─── DATA EXTRACTS ───

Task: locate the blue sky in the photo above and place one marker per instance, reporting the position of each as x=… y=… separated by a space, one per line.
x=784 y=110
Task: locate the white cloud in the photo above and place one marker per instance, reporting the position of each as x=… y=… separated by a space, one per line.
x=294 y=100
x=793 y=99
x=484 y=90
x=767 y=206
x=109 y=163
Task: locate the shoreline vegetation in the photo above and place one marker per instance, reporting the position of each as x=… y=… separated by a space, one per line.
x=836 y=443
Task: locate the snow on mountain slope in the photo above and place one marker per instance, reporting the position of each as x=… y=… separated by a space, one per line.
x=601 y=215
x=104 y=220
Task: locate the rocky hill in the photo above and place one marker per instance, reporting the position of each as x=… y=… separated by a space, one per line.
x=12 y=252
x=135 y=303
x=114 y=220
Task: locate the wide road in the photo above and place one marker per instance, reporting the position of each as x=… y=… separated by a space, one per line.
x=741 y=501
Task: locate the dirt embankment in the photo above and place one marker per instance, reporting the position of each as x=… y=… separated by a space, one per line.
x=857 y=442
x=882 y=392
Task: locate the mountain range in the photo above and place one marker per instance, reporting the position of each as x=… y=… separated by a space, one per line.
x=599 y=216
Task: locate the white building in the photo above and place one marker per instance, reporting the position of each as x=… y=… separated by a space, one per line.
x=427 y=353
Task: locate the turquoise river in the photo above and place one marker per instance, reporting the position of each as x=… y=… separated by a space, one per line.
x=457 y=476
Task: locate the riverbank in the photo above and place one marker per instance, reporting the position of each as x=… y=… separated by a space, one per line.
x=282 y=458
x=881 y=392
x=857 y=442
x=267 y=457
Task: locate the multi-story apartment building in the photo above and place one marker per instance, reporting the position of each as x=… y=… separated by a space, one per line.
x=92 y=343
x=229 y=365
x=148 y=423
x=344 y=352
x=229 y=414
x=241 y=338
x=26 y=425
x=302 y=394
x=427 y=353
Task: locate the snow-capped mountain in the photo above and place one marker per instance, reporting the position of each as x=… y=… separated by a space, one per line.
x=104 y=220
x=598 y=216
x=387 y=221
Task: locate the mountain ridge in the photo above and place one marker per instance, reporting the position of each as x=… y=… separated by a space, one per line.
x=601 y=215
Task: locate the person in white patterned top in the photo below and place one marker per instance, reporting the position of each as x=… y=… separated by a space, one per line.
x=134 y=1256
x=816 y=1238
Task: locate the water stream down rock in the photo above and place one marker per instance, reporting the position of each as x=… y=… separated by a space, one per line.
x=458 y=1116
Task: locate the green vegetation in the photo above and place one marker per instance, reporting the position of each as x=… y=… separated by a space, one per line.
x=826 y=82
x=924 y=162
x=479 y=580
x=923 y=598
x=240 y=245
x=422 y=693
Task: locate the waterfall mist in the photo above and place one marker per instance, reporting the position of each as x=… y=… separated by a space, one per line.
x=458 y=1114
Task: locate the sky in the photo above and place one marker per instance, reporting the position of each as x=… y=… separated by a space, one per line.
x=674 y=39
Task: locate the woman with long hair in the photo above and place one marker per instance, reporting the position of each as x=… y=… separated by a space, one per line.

───

• DIRECTIONS FOR THIS TASK: Retype each record. Keep every character as it is.

• FINISHED TASK:
Task: locate the blue sky in the photo above and place one marker per instance, reporting the position of each as x=… y=… separated by a space, one per line.
x=784 y=110
Task: locate the white cloud in the photo above and place one marker per instance, reporting the position of each as x=… y=… separated by a space, one per line.
x=294 y=100
x=793 y=99
x=484 y=90
x=767 y=206
x=109 y=163
Task: locate the shoreline vegetation in the photo above and place one marker per instance, reporting the position of each as x=… y=… separated by a space, one per line.
x=836 y=443
Task: locate the snow on mountain slope in the photo above and place one marker per instance, reporting the position of each as x=… y=… separated by a space, one per line.
x=601 y=215
x=104 y=220
Task: locate the rocky hill in the photo above and place one marker per instance, reporting the position of each as x=… y=… separated by a space, one per line.
x=12 y=252
x=135 y=303
x=114 y=220
Task: locate the wide road in the photo above and place one marker per instance, reporting the position of each as x=… y=… separated by a space, one per line.
x=741 y=501
Task: locate the dirt embankment in the photo above and place one marker per instance, reporting the position of each as x=… y=… separated by a space, one per line.
x=857 y=442
x=882 y=392
Task: locate the mountain range in the photo above and place one marker per instance, reporting the position of each as x=… y=… separated by a space, one per line.
x=599 y=216
Task: locate the white building in the photo above and place one marker per instance, reporting the position of each as x=… y=… separated by a space, one per line.
x=427 y=353
Task: locate the turquoise river in the photo above and place one marker per instance, reporting the position of each as x=… y=… separated by a space, one per line.
x=457 y=476
Task: locate the riverbank in the photo above and place one marker per instance, reporting the position of each as x=… y=… separated by a space, one per line.
x=282 y=458
x=881 y=392
x=857 y=442
x=267 y=457
Task: locate the multi-story apartment building in the photo above and place one marker per instance, reporting the position of each as x=… y=… separated by a space, one per line.
x=92 y=343
x=229 y=365
x=148 y=423
x=344 y=352
x=229 y=414
x=241 y=338
x=26 y=425
x=302 y=394
x=427 y=353
Task: locate the snow-capped mountain in the photo above and place one marker per instance, reporting the position of each as x=… y=… separated by a space, one per line.
x=104 y=220
x=598 y=216
x=387 y=221
Task: locate the mountain ridge in the photo above and place one marker per instance, reporting the position of each as x=… y=… separated by a space, one per line.
x=601 y=215
Task: locate the person in white patterned top in the photo below and place one marker per instance, reporting the position of each as x=… y=… separated by a space, one per line.
x=134 y=1256
x=816 y=1238
Task: locate the water stream down rock in the photo above and place one marker per instance, reporting the position of each as x=… y=… separated by a space, one per line.
x=458 y=1116
Task: locate the green vegetation in the photo above and place one marker per instance, reporting the position of each as x=… y=… separated by a space, one per line.
x=826 y=82
x=924 y=162
x=479 y=580
x=923 y=598
x=240 y=245
x=422 y=693
Task: locate the waterfall mist in the photo above and place one marker per instance, reporting the position of each as x=… y=… separated by a space, one per line.
x=458 y=1114
Task: locate the sky in the photo above and place one marker per instance, reporting the position of each as x=… y=… separated by a space, one per line.
x=674 y=39
Task: locate the woman with long hair in the photo above and place one marker per instance, reporting the position of each as x=… y=… separated by a space, one per line.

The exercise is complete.